(Extracted records)
☆ ☆ ☆ ☆ ☆ ☆ ☆

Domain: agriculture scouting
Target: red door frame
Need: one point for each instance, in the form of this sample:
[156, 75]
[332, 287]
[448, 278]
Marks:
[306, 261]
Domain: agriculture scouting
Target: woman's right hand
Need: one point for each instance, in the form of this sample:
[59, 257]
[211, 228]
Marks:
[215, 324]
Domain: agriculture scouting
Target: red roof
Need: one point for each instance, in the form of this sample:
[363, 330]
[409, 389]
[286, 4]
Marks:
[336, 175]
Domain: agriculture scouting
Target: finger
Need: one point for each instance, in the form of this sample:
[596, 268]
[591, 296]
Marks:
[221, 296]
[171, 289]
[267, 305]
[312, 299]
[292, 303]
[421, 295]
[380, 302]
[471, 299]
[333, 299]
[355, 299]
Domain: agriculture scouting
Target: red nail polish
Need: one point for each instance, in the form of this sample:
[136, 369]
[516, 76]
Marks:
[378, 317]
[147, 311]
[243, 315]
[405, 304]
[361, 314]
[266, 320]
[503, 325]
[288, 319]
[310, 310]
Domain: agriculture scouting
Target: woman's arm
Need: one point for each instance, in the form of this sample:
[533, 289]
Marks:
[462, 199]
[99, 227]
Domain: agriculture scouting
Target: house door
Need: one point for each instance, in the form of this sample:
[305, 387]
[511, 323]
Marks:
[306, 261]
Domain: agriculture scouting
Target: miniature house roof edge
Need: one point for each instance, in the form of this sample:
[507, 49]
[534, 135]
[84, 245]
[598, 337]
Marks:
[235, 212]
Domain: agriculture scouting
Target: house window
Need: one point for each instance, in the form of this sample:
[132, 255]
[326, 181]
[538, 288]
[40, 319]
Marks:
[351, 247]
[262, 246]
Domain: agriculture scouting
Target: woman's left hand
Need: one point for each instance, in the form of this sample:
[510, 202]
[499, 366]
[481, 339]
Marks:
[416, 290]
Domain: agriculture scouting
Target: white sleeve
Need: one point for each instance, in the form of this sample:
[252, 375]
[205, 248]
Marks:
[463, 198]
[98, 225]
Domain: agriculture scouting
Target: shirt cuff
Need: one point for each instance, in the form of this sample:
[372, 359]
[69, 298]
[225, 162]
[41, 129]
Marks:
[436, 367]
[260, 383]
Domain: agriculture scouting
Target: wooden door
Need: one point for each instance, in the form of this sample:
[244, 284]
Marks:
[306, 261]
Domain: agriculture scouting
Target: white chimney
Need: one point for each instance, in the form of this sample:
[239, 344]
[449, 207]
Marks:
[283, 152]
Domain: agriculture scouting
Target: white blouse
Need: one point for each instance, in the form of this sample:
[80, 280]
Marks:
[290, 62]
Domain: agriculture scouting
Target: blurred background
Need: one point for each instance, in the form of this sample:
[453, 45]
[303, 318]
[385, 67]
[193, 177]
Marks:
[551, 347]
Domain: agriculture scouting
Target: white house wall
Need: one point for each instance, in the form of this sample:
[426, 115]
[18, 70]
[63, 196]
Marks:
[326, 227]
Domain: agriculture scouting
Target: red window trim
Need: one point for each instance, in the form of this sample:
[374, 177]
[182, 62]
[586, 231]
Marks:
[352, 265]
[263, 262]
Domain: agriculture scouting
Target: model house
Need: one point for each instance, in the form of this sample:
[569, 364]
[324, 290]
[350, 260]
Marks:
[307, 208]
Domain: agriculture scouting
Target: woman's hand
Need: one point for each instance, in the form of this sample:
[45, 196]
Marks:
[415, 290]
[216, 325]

☆ ☆ ☆ ☆ ☆ ☆ ☆

§ **WORK REQUIRED**: When you reach the end of the data above, set it all down again unchanged.

§ **RESPONSE AREA**:
Domain: agriculture scouting
Target: red door frame
Need: one point for each instance, in the form of this sample:
[156, 75]
[332, 287]
[448, 278]
Marks:
[306, 261]
Domain: agriculture scouting
Target: woman's right hand
Need: one point for each instance, in the form of this sample:
[59, 257]
[211, 228]
Marks:
[215, 324]
Domain: agriculture scouting
Target: red roof
Need: one point for each instance, in the form of this sample:
[363, 330]
[409, 389]
[286, 4]
Marks:
[336, 175]
Domain: agriculture scouting
Target: finger
Need: one point for each instance, in the form of this sample:
[596, 268]
[591, 296]
Marks:
[221, 296]
[171, 289]
[267, 305]
[312, 299]
[292, 303]
[421, 295]
[380, 302]
[471, 299]
[333, 299]
[355, 299]
Domain: agriculture scouting
Target: red nail polish
Need: one point for each instance, in the form of this sample:
[136, 369]
[516, 76]
Marks:
[378, 317]
[147, 311]
[243, 315]
[405, 304]
[361, 314]
[266, 320]
[503, 325]
[288, 319]
[310, 310]
Domain: agriculture scouting
Target: woman's arm
Need: one point for each instance, in the form of this sample:
[533, 289]
Marks:
[462, 199]
[99, 227]
Domain: agriculture scouting
Target: house door
Need: one point for each instance, in the form of this sample:
[305, 387]
[511, 323]
Marks:
[306, 261]
Domain: agriculture scouting
Target: miniature house roof edge
Need: one point for each instance, in the form of this sample:
[507, 49]
[534, 135]
[84, 245]
[598, 337]
Marks:
[235, 212]
Domain: agriculture scouting
Target: house window
Need: one point for each instance, in the form of this sample:
[132, 255]
[326, 181]
[538, 288]
[40, 319]
Marks:
[351, 247]
[262, 246]
Domain: agriculture scouting
Target: woman's left hand
Need: one point for each instance, in the form of this sample:
[510, 202]
[499, 366]
[481, 339]
Marks:
[416, 290]
Domain: agriculture scouting
Target: white sleeve
Need: one point for each instance, in the form of this sample:
[252, 375]
[205, 248]
Marks:
[463, 198]
[98, 225]
Domain: agriculture scouting
Target: shirt cuff
Need: one point for each instance, in the form of this sample:
[372, 359]
[69, 298]
[225, 162]
[41, 129]
Marks:
[436, 367]
[260, 383]
Domain: agriculture scouting
Target: wooden door
Need: one point for each instance, in the form of this sample:
[244, 284]
Marks:
[306, 261]
Domain: agriculture scouting
Target: white chimney
Need: one point for each instance, in the form of this sample:
[239, 344]
[449, 207]
Marks:
[283, 152]
Domain: agriculture scouting
Target: white blouse
Need: one point for each instance, in the form of this sample:
[80, 280]
Marks:
[290, 62]
Domain: agriculture scouting
Target: blurred background
Need: one point for each instance, in the form of this sample:
[453, 45]
[303, 318]
[385, 67]
[193, 177]
Marks:
[551, 347]
Domain: agriculture scouting
Target: white house wall
Need: one point for each instance, in the form of this sample:
[426, 115]
[18, 70]
[63, 196]
Marks:
[326, 227]
Domain: agriculture scouting
Target: red window trim
Need: one point for each instance, in the form of this sample:
[374, 177]
[182, 62]
[586, 231]
Marks:
[352, 265]
[263, 262]
Domain: agriculture scouting
Target: model house
Need: one point for each instance, in the form of this sample:
[569, 364]
[324, 290]
[350, 260]
Marks:
[307, 208]
Domain: agriculture scouting
Target: woman's hand
Need: one point for each instance, in the form of this sample:
[45, 196]
Marks:
[415, 290]
[216, 325]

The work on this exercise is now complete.